TEXTO DE LEITURA:
------------------------
Metabolismo da Bilirrubina
- Captação: a bilirrubina indireta é removida da albumina.
- Conjugação: a bilirrubina é conjugada ao ácido glicurônico, formando a bilirrubina conjugada.
- Secreção: ocorre nos canalículos biliares; normalmente, toda bilirrubina excretada na bile está na forma conjugada.
Hipertensão Portal
- É definida como uma pressão sanguínea anormalmente elevada na veia porta, uma veia de grande calibre que transporta o sangue do intestino para o fígado.
- A veia porta recebe o sangue oriundo de todo o intestino, do baço, do pâncreas e da vesícula biliar.
- A causa mais comum é o aumento da resistência ao fluxo sanguíneo causado pela cirrose.
Ascite
É o acúmulo de líquido no interior da cavidade abdominal.
- Tende a ocorrer em distúrbios crônicos (de longa duração).
- Ocorre mais comumente na cirrose, especialmente na cirrose alcoólica.
Tratamento da Ascite
- Repouso ao leito.
- Dieta sem sal.
- Drogas diuréticas.
Cirrose Hepática
É uma condição ocasionada por certas doenças crônicas do fígado que provocam a formação de tecido cicatricial e dano permanente ao fígado.
- Fibrose e formação de nódulos: bloqueio da circulação sanguínea e necrose hepatocelular.
Consequências e Causas da Cirrose
- Cirrose: tecido de cicatrização no lugar das células saudáveis, que morrem.
------------------------
Descrições de regiões em linguagem natural:
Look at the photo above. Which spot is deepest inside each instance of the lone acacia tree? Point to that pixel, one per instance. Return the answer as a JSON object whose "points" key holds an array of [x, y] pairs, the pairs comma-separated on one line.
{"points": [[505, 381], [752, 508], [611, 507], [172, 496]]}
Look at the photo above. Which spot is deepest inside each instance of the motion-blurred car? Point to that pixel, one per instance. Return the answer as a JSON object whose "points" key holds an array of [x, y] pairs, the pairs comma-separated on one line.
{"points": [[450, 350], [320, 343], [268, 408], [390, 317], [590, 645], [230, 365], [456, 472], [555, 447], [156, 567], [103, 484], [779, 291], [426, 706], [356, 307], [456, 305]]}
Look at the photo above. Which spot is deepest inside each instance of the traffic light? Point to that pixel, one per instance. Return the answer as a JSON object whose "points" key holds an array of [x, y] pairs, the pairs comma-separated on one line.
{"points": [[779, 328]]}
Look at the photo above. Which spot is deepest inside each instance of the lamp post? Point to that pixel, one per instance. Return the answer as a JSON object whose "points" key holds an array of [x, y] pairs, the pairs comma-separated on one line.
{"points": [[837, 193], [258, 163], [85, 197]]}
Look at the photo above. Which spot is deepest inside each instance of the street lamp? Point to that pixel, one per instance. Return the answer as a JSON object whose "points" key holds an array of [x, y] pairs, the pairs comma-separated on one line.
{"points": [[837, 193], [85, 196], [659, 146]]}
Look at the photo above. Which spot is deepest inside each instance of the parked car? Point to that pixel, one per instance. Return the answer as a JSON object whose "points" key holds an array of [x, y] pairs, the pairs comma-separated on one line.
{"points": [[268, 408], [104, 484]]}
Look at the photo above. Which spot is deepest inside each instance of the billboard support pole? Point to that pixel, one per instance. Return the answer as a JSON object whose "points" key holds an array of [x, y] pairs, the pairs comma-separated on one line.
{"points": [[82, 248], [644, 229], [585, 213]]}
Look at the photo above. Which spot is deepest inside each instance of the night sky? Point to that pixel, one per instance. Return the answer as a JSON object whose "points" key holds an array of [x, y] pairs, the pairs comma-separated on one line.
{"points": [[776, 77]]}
------------------------
OBJETIVO DO EXERCÍCIO:
Continue o texto sobre doenças do fígado a partir da última frase apresentada.

RESPOSTA ESCRITA:
- O fígado deixa de desempenhar suas funções normais: produzir bile, manter a glicemia, produzir proteínas, metabolizar colesterol, álcool e medicamentos.
Causas da Cirrose
- Uso excessivo de álcool.
- Infecção pelos vírus da hepatite B ou C.
- Algumas doenças genéticas.
- Hepatite autoimune.
Tratamento da Cirrose
- Eliminar o agente agressor (álcool, drogas, vírus da hepatite).
- Transplante pode ser a única solução para a cura definitiva da doença.
Encefalopatia Hepática
- Ocorre deterioração da função cerebral devido ao acúmulo de substâncias tóxicas no sangue.
- Excesso de produtos tóxicos provenientes da alimentação e do próprio fígado, que deveria eliminá-los.
- A encefalopatia surge quando o fígado torna-se incapaz de eliminar ou transformar esses produtos tóxicos, devido à destruição de suas células.
Insuficiência Hepática
- Deterioração grave da função hepática.
- Para que ocorra, deve haver uma lesão de grande porção do fígado.
Tipos de Hepatite Viral
Hepatite A
- Vírus: HAV (RNA).
- Transmissão: fecal-oral (água e alimentos contaminados).
- Endêmica em regiões com condições sanitárias inadequadas (viagens).
- Nessas regiões, é mais comum na infância, com manifestações leves ou assintomáticas.
- Produz apenas doença aguda.
- Pode evoluir com a forma fulminante.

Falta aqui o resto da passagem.